▶ **WHAT YOU WILL DO**
Copy the lines verbatim, beginning with the line that contains "For every instance of the green" and continuing through the end of the data, and only those lines.

━━━━━━━━━━━━━━━━━━━━

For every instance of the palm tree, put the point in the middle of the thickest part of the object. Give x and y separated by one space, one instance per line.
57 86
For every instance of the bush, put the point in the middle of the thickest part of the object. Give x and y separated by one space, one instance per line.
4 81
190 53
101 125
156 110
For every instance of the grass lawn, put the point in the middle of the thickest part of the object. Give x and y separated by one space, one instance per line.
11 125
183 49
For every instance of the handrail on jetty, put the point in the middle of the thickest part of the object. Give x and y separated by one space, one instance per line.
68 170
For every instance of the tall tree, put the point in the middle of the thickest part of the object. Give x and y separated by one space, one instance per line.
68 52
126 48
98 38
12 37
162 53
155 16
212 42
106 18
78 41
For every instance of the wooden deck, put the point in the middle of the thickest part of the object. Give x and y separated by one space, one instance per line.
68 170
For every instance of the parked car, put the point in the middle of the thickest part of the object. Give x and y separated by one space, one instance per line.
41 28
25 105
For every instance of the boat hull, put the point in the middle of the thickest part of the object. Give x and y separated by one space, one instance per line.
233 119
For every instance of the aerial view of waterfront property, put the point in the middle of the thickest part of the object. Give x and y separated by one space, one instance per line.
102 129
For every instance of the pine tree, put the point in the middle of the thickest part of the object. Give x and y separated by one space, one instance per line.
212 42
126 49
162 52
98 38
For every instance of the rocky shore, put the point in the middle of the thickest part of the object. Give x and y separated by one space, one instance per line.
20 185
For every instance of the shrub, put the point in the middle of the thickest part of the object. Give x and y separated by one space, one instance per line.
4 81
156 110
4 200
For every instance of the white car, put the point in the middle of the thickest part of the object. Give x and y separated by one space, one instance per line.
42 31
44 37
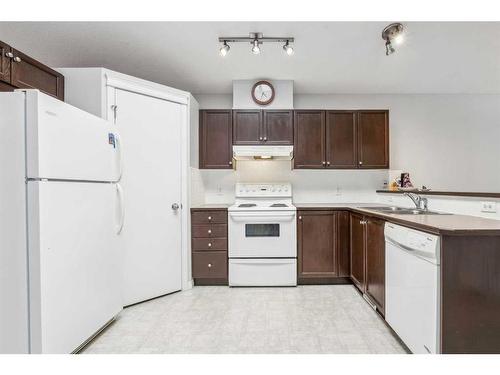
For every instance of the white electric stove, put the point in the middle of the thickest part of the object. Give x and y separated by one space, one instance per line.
262 236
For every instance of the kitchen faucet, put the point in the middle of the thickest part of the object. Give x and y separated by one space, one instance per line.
420 202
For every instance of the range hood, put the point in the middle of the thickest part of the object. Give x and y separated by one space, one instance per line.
262 152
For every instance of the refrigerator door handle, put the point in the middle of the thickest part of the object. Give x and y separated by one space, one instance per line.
120 156
119 225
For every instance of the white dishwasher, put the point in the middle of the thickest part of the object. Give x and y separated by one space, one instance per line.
412 287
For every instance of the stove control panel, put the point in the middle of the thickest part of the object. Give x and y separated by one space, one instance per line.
264 190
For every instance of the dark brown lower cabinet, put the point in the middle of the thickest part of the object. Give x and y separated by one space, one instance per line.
322 246
375 262
358 251
368 258
209 246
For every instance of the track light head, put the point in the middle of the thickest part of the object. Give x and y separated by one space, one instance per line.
288 48
393 34
255 48
224 50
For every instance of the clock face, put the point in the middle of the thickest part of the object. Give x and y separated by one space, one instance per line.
263 93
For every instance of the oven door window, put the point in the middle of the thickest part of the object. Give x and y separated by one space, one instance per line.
262 230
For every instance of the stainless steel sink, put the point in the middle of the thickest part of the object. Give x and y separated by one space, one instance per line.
403 210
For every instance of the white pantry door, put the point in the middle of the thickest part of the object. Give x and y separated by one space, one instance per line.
150 132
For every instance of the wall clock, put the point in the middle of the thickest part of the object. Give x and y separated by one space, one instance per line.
263 93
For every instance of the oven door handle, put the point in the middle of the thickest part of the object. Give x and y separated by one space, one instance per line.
257 216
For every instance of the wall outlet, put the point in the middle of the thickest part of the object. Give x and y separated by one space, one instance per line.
488 206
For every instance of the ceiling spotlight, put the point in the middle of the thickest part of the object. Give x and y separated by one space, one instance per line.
224 49
255 48
393 34
389 49
288 48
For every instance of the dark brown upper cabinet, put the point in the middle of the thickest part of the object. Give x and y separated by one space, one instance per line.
278 127
247 127
215 139
5 62
262 127
373 139
341 142
309 139
341 139
20 71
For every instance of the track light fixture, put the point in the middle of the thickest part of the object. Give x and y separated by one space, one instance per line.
256 39
255 48
224 49
288 48
393 34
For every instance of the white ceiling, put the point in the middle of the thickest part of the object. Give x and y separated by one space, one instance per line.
330 57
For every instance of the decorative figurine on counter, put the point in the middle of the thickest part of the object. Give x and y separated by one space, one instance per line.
405 181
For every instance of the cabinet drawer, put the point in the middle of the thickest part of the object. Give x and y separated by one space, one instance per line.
210 231
201 244
209 217
210 264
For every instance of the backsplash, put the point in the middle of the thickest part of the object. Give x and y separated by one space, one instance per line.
217 186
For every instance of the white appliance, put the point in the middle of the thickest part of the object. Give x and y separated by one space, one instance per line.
60 211
262 152
412 287
262 236
153 123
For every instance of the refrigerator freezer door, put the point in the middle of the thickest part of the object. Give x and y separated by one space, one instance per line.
150 130
64 142
74 263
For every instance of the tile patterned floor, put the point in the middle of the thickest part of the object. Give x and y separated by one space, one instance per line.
306 319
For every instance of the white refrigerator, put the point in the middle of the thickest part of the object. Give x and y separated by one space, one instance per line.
60 212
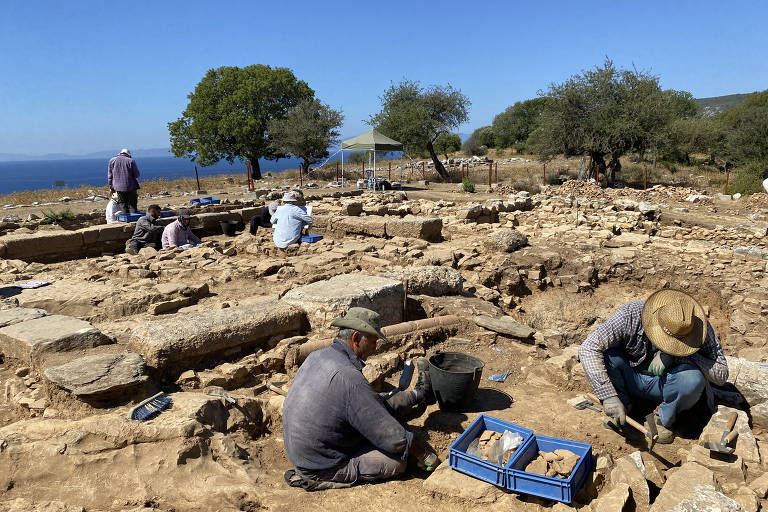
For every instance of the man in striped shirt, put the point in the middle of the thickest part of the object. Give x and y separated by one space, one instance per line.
662 349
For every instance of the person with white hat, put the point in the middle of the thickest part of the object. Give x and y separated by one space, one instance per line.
663 350
123 176
337 430
289 221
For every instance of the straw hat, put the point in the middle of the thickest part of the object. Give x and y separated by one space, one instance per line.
674 322
362 320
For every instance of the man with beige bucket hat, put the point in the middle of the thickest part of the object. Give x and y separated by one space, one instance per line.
337 430
662 349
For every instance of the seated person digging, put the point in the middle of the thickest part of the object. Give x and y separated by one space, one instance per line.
337 430
147 232
289 221
178 233
663 350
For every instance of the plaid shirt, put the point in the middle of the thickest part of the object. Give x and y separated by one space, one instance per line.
625 330
123 174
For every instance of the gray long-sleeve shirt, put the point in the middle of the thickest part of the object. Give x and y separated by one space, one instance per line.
625 330
331 411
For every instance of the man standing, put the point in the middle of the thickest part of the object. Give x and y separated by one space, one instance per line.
662 349
178 234
123 175
289 221
147 232
336 428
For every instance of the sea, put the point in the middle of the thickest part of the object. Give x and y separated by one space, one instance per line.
42 174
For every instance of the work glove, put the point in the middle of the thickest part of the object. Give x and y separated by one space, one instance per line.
614 408
660 363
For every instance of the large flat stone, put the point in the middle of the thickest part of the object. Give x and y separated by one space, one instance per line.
448 482
185 340
505 325
705 498
99 376
429 229
746 444
16 315
325 300
680 483
55 333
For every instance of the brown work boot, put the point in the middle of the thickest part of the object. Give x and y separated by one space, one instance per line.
666 436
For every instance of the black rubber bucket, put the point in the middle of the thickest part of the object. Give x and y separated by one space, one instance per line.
455 377
229 227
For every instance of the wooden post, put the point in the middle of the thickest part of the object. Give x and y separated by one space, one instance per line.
490 175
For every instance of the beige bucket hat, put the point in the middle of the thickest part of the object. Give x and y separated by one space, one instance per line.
674 322
363 320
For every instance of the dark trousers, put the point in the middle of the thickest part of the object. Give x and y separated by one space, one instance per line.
128 201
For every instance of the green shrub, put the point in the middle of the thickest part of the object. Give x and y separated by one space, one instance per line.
749 179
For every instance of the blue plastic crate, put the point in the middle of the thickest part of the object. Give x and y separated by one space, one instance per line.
460 460
558 489
129 217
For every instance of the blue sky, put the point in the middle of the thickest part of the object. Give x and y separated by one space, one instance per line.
84 76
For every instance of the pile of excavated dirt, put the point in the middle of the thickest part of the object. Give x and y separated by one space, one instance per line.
112 329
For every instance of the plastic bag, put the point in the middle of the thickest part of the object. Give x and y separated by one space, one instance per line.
509 441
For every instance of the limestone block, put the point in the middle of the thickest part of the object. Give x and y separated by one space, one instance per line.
16 315
187 339
55 333
99 376
325 300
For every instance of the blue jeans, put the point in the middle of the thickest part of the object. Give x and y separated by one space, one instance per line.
677 390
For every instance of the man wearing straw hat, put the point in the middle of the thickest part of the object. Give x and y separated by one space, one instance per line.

━━━━━━━━━━━━━━━━━━━━

▶ **RESULT FOR THIS EXERCISE**
For every instance of the green shrub, put the point in the middle of the thickest part of the object. Give x and y separated by one space, one instance per line.
749 179
For every instance of the blue plastic crate, put the point in the middle of the thickest part of the object. Give x and y separated by one space, one instance per line.
460 460
558 489
129 217
For every instance of the blue sky, put the point in the middle of the thickest part of the object. Give x and y separated by one space, one instance per line.
84 76
For every instance of the pile of excavated dirt, put the point in the middle of the thickest part of the object. Give x and y separated by one space, one instance per line.
112 329
For every instance of the plastic bag, put the point in the middle of the thickest part of the object. Give x and y separated by one space, one instance per line.
509 441
For every instance of the limestone block, put the point in the middle of the thickest part of the object. Give x and y separated by one space, one instance per line.
16 315
187 339
55 333
99 376
325 300
For every instance of the blue jeans, put the point in the middle of the thickest part of the object. Give x and y separated by one space, one instance per line.
677 390
For every instance of the man wearing straw hat, put the point in the middle of the thickest part of the object. Give x and y separated by one space, one instance per line.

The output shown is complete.